> [SET TASK] Edit the records below so that every "indicate" becomes "mark", with everything else unchanged. Leave the pictures out of your version.

Items from a data source:
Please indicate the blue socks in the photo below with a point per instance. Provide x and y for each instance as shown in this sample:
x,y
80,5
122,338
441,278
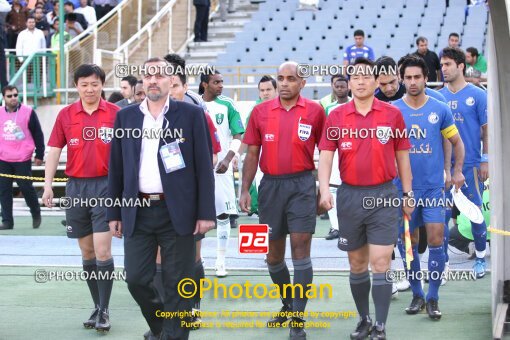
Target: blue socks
x,y
436,268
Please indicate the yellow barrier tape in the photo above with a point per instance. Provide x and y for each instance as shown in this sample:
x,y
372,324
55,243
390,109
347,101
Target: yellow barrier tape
x,y
32,178
498,231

> [FINISHED EXERCISE]
Please mark the blue socks in the photo below with a point per instance. Provide x and y for each instance as shown in this sample:
x,y
80,5
122,338
441,278
Target: blue socks
x,y
436,268
Please mark the yellow barrier tape in the photo above with a point per instance. Provide x and y for each instance as shown in this sample:
x,y
372,324
55,243
390,109
347,101
Target: yellow barrier tape
x,y
32,178
498,231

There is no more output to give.